● **SUPPLIED INFORMATION**
━━━━━━━━━━━━━━━━━━━━

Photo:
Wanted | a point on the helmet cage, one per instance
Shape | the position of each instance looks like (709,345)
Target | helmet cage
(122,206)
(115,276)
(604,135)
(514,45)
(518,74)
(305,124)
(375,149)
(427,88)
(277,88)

━━━━━━━━━━━━━━━━━━━━

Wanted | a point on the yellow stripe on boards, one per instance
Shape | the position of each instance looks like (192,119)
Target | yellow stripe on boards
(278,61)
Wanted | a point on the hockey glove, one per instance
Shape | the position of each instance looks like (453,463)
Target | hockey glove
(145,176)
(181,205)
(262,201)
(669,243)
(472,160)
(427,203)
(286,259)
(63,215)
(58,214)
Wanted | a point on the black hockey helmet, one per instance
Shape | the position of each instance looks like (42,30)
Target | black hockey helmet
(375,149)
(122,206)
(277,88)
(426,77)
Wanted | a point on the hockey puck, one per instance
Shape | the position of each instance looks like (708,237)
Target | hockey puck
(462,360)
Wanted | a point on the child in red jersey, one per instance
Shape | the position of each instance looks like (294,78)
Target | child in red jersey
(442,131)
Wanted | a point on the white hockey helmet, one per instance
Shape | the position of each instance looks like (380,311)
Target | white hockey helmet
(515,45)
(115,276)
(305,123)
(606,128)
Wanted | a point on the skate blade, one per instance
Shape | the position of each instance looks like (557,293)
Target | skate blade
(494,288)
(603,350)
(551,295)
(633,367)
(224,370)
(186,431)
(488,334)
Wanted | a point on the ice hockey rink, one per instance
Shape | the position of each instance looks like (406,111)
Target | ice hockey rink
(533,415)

━━━━━━━━━━━━━━━━━━━━

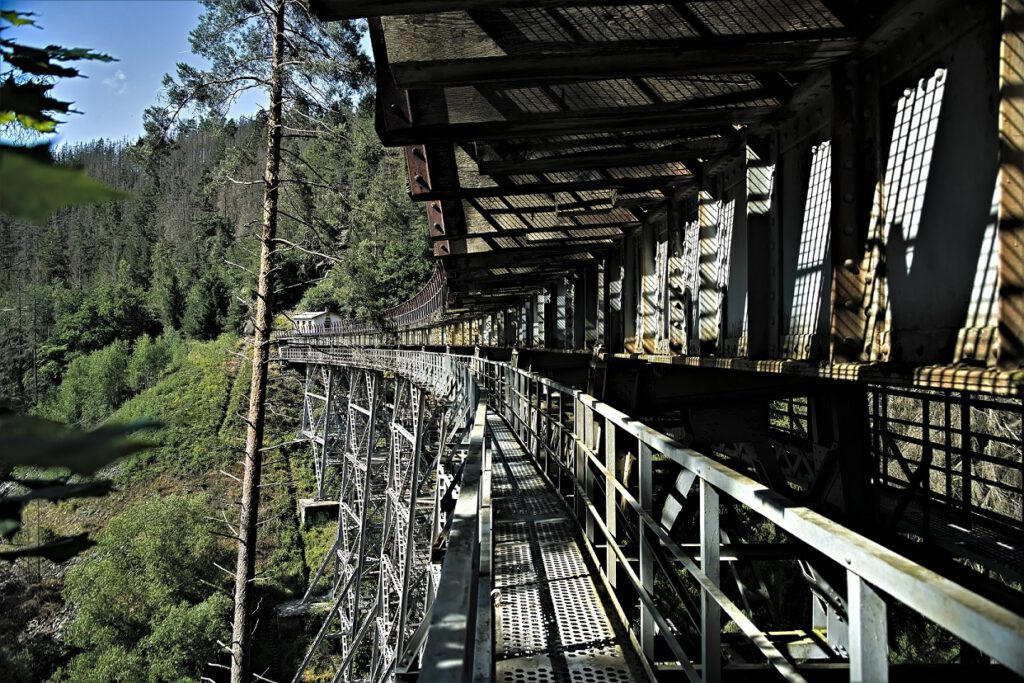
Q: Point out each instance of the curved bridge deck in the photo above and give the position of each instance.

━━━━━━━━━━━━━━━━━━━━

Write the number of lines above that contain the string "Wanted", and nothing besides.

● **WRITTEN SOLUTION**
9